[DIRECTION]
Copy out the rows below word for word, with every line kept as it is, but omit the pictures.

[INPUT FOR THIS TASK]
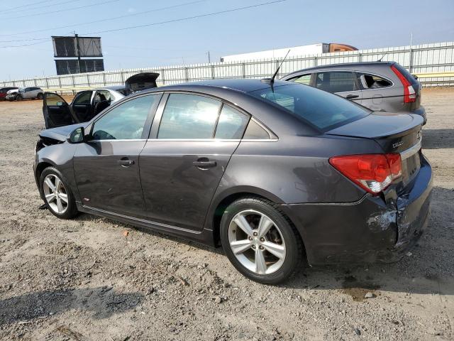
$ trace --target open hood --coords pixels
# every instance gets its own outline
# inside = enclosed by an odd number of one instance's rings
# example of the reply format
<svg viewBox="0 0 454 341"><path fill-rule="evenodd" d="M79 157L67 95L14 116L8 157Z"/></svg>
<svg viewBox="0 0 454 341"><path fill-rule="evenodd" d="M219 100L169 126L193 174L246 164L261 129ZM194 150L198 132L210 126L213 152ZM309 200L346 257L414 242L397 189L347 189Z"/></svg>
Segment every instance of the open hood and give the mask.
<svg viewBox="0 0 454 341"><path fill-rule="evenodd" d="M156 79L159 77L159 73L156 72L141 72L131 76L125 82L126 90L129 93L136 91L145 90L157 87Z"/></svg>

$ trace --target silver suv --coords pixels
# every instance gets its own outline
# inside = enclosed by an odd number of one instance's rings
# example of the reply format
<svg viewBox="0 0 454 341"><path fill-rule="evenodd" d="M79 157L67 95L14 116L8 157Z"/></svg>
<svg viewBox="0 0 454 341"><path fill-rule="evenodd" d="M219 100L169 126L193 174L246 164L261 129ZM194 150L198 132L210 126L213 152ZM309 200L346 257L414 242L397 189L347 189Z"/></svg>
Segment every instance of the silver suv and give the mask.
<svg viewBox="0 0 454 341"><path fill-rule="evenodd" d="M419 81L396 62L323 65L289 73L282 80L333 92L375 112L409 112L427 121Z"/></svg>
<svg viewBox="0 0 454 341"><path fill-rule="evenodd" d="M44 91L40 87L20 87L16 90L10 90L6 94L9 101L21 101L22 99L43 99Z"/></svg>

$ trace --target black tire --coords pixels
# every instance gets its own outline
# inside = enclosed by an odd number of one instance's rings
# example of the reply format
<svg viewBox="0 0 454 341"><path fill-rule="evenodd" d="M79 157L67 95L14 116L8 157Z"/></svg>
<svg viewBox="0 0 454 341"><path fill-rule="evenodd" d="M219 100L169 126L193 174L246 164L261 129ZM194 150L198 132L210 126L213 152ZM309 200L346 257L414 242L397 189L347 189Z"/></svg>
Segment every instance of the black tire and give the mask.
<svg viewBox="0 0 454 341"><path fill-rule="evenodd" d="M258 211L271 219L275 226L278 227L284 242L286 251L283 263L277 270L271 274L259 274L250 271L242 264L232 251L229 242L229 225L237 214L248 210ZM258 283L277 284L286 281L295 271L302 259L303 246L299 234L290 220L279 210L278 206L265 199L247 197L231 203L221 220L220 234L222 247L233 266L245 276ZM248 250L247 252L250 251Z"/></svg>
<svg viewBox="0 0 454 341"><path fill-rule="evenodd" d="M56 176L59 178L59 180L62 182L65 193L67 195L67 205L66 207L66 210L62 213L59 213L58 212L52 209L51 205L48 202L47 200L45 197L44 180L46 177L50 175ZM71 219L77 215L78 211L77 207L76 206L76 200L68 185L68 182L66 180L60 170L58 170L55 167L48 167L44 170L43 170L43 173L41 173L41 175L40 176L40 192L41 194L41 197L44 200L44 203L48 207L48 209L55 217L60 219Z"/></svg>

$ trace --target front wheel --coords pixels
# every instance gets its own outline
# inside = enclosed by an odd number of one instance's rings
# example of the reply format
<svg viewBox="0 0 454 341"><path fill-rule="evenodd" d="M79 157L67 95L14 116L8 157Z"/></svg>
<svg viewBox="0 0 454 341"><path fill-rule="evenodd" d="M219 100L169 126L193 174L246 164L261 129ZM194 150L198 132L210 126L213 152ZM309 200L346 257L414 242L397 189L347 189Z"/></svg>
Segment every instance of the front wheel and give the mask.
<svg viewBox="0 0 454 341"><path fill-rule="evenodd" d="M76 202L62 173L53 167L45 168L40 177L41 196L55 216L70 219L77 214Z"/></svg>
<svg viewBox="0 0 454 341"><path fill-rule="evenodd" d="M262 199L245 197L231 204L221 221L221 239L236 269L259 283L285 281L302 256L294 227L276 205Z"/></svg>

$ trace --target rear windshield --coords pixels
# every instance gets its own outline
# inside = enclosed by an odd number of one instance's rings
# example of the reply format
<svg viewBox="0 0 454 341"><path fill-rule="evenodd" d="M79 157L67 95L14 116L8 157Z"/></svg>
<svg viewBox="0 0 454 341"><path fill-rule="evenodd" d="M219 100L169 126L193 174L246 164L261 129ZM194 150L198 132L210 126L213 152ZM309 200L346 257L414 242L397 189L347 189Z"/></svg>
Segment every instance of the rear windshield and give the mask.
<svg viewBox="0 0 454 341"><path fill-rule="evenodd" d="M371 112L340 96L299 84L268 87L250 94L286 109L322 131L356 121Z"/></svg>

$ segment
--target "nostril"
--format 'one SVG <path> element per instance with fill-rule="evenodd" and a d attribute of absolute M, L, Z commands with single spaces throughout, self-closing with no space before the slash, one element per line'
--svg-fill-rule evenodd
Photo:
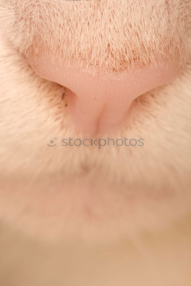
<path fill-rule="evenodd" d="M 156 59 L 155 66 L 137 64 L 130 71 L 105 77 L 101 70 L 93 75 L 85 66 L 53 64 L 50 57 L 43 54 L 38 58 L 33 55 L 30 61 L 40 76 L 70 90 L 67 108 L 71 124 L 86 136 L 109 134 L 122 128 L 128 123 L 133 100 L 173 80 L 179 71 L 175 62 L 164 60 L 160 64 Z"/>

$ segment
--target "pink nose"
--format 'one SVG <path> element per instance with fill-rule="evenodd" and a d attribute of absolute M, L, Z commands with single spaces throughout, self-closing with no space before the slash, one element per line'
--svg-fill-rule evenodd
<path fill-rule="evenodd" d="M 85 135 L 114 132 L 125 124 L 133 101 L 147 91 L 173 80 L 178 69 L 174 63 L 152 67 L 137 64 L 133 69 L 110 73 L 101 71 L 93 75 L 90 68 L 68 67 L 53 64 L 42 53 L 31 56 L 32 67 L 42 77 L 65 86 L 73 93 L 68 98 L 72 124 Z"/>

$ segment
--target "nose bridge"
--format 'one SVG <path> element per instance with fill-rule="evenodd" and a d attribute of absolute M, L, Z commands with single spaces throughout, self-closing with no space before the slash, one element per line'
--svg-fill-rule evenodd
<path fill-rule="evenodd" d="M 164 61 L 154 66 L 138 65 L 130 71 L 105 76 L 101 71 L 93 75 L 89 68 L 64 62 L 53 63 L 51 57 L 41 53 L 30 58 L 39 75 L 66 87 L 71 124 L 85 136 L 103 136 L 116 132 L 128 124 L 130 107 L 143 94 L 174 79 L 178 69 L 175 63 Z"/>

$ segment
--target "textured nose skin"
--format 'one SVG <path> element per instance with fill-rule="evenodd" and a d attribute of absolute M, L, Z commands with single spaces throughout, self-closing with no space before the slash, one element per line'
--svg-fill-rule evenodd
<path fill-rule="evenodd" d="M 174 63 L 152 67 L 137 64 L 133 69 L 105 76 L 85 67 L 52 63 L 48 56 L 34 55 L 31 65 L 42 77 L 63 85 L 73 93 L 68 98 L 71 124 L 86 136 L 113 134 L 128 124 L 130 108 L 138 96 L 168 83 L 177 76 Z"/>

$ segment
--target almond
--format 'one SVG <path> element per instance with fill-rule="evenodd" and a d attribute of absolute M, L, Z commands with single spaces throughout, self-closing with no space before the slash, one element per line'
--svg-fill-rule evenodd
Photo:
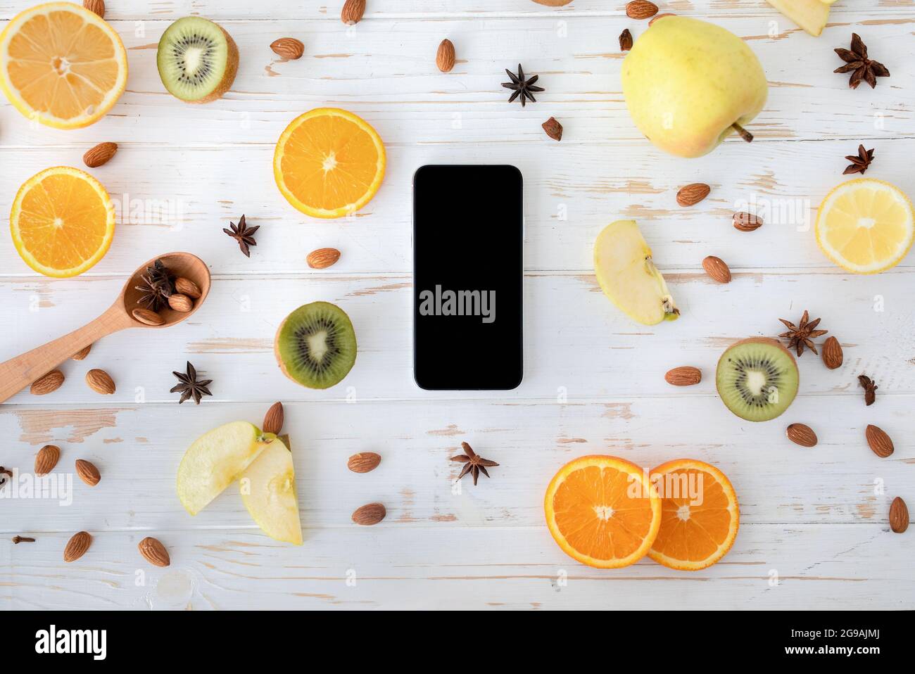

[RESULT OF THIS TASK]
$ trace --target open hood --coords pixels
# every instance gets its own outline
# inside = enclosed by an odd number of one instance's rings
# example of the reply format
<svg viewBox="0 0 454 341"><path fill-rule="evenodd" d="M79 157L67 95L14 116L8 157Z"/></svg>
<svg viewBox="0 0 454 341"><path fill-rule="evenodd" d="M219 100L169 126L193 174L246 164L261 129ZM194 150L198 132L210 126L213 152ZM309 200L346 257L414 242L397 189L347 189Z"/></svg>
Segment every instance of the open hood and give the mask.
<svg viewBox="0 0 454 341"><path fill-rule="evenodd" d="M156 79L159 77L159 73L156 72L141 72L131 76L125 82L126 90L129 93L136 91L145 90L157 87Z"/></svg>

$ trace --target silver suv --coords pixels
# every instance gets its own outline
# inside = enclosed by an odd number of one instance's rings
# example of the reply format
<svg viewBox="0 0 454 341"><path fill-rule="evenodd" d="M79 157L67 95L14 116L8 157Z"/></svg>
<svg viewBox="0 0 454 341"><path fill-rule="evenodd" d="M219 100L169 126L193 174L246 164L261 129ZM194 150L198 132L210 126L213 152ZM309 200L346 257L414 242L397 189L347 189Z"/></svg>
Segment every instance of the silver suv and give the mask.
<svg viewBox="0 0 454 341"><path fill-rule="evenodd" d="M419 81L396 62L323 65L289 73L282 80L333 92L375 112L409 112L427 121Z"/></svg>
<svg viewBox="0 0 454 341"><path fill-rule="evenodd" d="M44 91L40 87L20 87L16 90L10 90L6 94L9 101L21 101L22 99L43 99Z"/></svg>

$ trace --target black tire --coords pixels
# every instance gets its own outline
# inside = enclosed by an odd number of one instance's rings
# example of the reply format
<svg viewBox="0 0 454 341"><path fill-rule="evenodd" d="M79 157L67 95L14 116L8 157Z"/></svg>
<svg viewBox="0 0 454 341"><path fill-rule="evenodd" d="M219 100L169 126L193 174L246 164L261 129ZM194 150L198 132L210 126L213 152ZM309 200L346 257L414 242L397 189L347 189Z"/></svg>
Segment every instance of the black tire and give the mask.
<svg viewBox="0 0 454 341"><path fill-rule="evenodd" d="M258 211L271 219L275 226L278 227L284 242L286 251L283 263L277 270L271 274L259 274L250 271L242 264L232 251L229 242L229 225L237 214L248 210ZM258 283L277 284L286 281L295 271L302 259L303 246L299 234L290 220L279 210L278 206L265 199L247 197L231 203L221 220L220 234L222 247L233 266L245 276ZM248 250L247 252L250 251Z"/></svg>
<svg viewBox="0 0 454 341"><path fill-rule="evenodd" d="M56 176L59 178L59 180L62 182L65 193L67 195L67 205L66 207L66 210L62 213L59 213L58 212L52 209L51 205L48 202L47 200L45 197L44 180L46 177L50 175ZM71 219L77 215L78 211L77 207L76 206L76 200L68 185L68 182L66 180L60 170L58 170L55 167L48 167L44 170L43 170L43 173L41 173L41 175L40 176L40 192L41 194L41 197L44 200L44 203L48 207L48 209L55 217L60 219Z"/></svg>

$ trace --target front wheel --coords pixels
# every instance gets its own outline
# inside = enclosed by an odd number of one instance's rings
# example of the reply format
<svg viewBox="0 0 454 341"><path fill-rule="evenodd" d="M79 157L67 95L14 116L8 157Z"/></svg>
<svg viewBox="0 0 454 341"><path fill-rule="evenodd" d="M219 100L169 126L193 174L246 164L261 129ZM194 150L198 132L210 126L213 152ZM309 200L346 257L414 242L397 189L347 189Z"/></svg>
Segment every instance of the front wheel and give the mask.
<svg viewBox="0 0 454 341"><path fill-rule="evenodd" d="M76 202L62 173L53 167L45 168L40 177L41 196L55 216L70 219L77 214Z"/></svg>
<svg viewBox="0 0 454 341"><path fill-rule="evenodd" d="M262 199L245 197L231 204L221 221L221 239L236 269L259 283L285 281L302 256L294 227L276 205Z"/></svg>

$ trace --target rear windshield --coords pixels
# every instance gets its own outline
# inside = enclosed by an odd number of one instance's rings
# example of the reply format
<svg viewBox="0 0 454 341"><path fill-rule="evenodd" d="M79 157L67 95L14 116L8 157Z"/></svg>
<svg viewBox="0 0 454 341"><path fill-rule="evenodd" d="M219 100L169 126L193 174L246 164L261 129ZM194 150L198 132L210 126L213 152ZM309 200L346 257L414 242L397 189L347 189Z"/></svg>
Segment every instance of the rear windshield and give the mask.
<svg viewBox="0 0 454 341"><path fill-rule="evenodd" d="M371 112L340 96L299 84L268 87L250 94L286 109L322 131L356 121Z"/></svg>

$ segment
--target "nostril"
--format 'one SVG <path> element per instance with fill-rule="evenodd" and a d attribute of absolute M, L, Z commands with single spaces throughout, self-closing with no space before the slash, one element per line'
--svg-fill-rule evenodd
Photo:
<path fill-rule="evenodd" d="M 156 59 L 155 66 L 137 64 L 130 71 L 105 77 L 101 70 L 93 75 L 85 66 L 53 64 L 50 57 L 43 54 L 38 58 L 33 55 L 30 61 L 40 76 L 70 90 L 67 108 L 71 124 L 86 136 L 109 134 L 122 128 L 128 123 L 133 100 L 173 80 L 179 71 L 175 62 L 164 60 L 160 64 Z"/>

$ segment
--target "pink nose"
--format 'one SVG <path> element per instance with fill-rule="evenodd" and a d attribute of absolute M, L, Z commands with single spaces throughout, self-closing with no space before the slash, one element per line'
--svg-fill-rule evenodd
<path fill-rule="evenodd" d="M 85 135 L 114 132 L 125 124 L 133 101 L 147 91 L 173 80 L 178 69 L 174 63 L 152 67 L 137 64 L 133 69 L 110 73 L 101 71 L 93 75 L 90 68 L 68 67 L 53 64 L 42 53 L 31 56 L 32 67 L 42 77 L 65 86 L 73 93 L 68 98 L 72 124 Z"/>

$ segment
--target "nose bridge"
--format 'one SVG <path> element per instance with fill-rule="evenodd" and a d attribute of absolute M, L, Z commands with single spaces throughout, self-closing with no space before the slash, one element per line'
--svg-fill-rule evenodd
<path fill-rule="evenodd" d="M 164 61 L 154 66 L 138 65 L 130 71 L 105 76 L 101 71 L 93 75 L 89 68 L 64 62 L 53 63 L 51 57 L 41 53 L 30 58 L 39 75 L 66 87 L 71 124 L 85 136 L 103 136 L 116 132 L 128 124 L 130 107 L 143 94 L 174 79 L 178 69 L 175 63 Z"/>

$ segment
--target "textured nose skin"
--format 'one SVG <path> element per instance with fill-rule="evenodd" and a d attribute of absolute M, L, Z commands with single spaces throughout, self-closing with no space before the slash, one element per line'
--svg-fill-rule evenodd
<path fill-rule="evenodd" d="M 174 63 L 152 67 L 137 64 L 133 69 L 105 76 L 85 67 L 52 63 L 48 56 L 34 55 L 31 65 L 42 77 L 63 85 L 73 93 L 68 98 L 71 124 L 86 136 L 113 134 L 128 124 L 130 108 L 138 96 L 168 83 L 177 76 Z"/>

$ segment
--target almond
--format 'one SVG <path> element per instance with fill-rule="evenodd" and a d attribute of absolute M, L, Z commands with single spaces throughout, self-closing with no space before the slash, one element per line'
--svg-fill-rule evenodd
Photo:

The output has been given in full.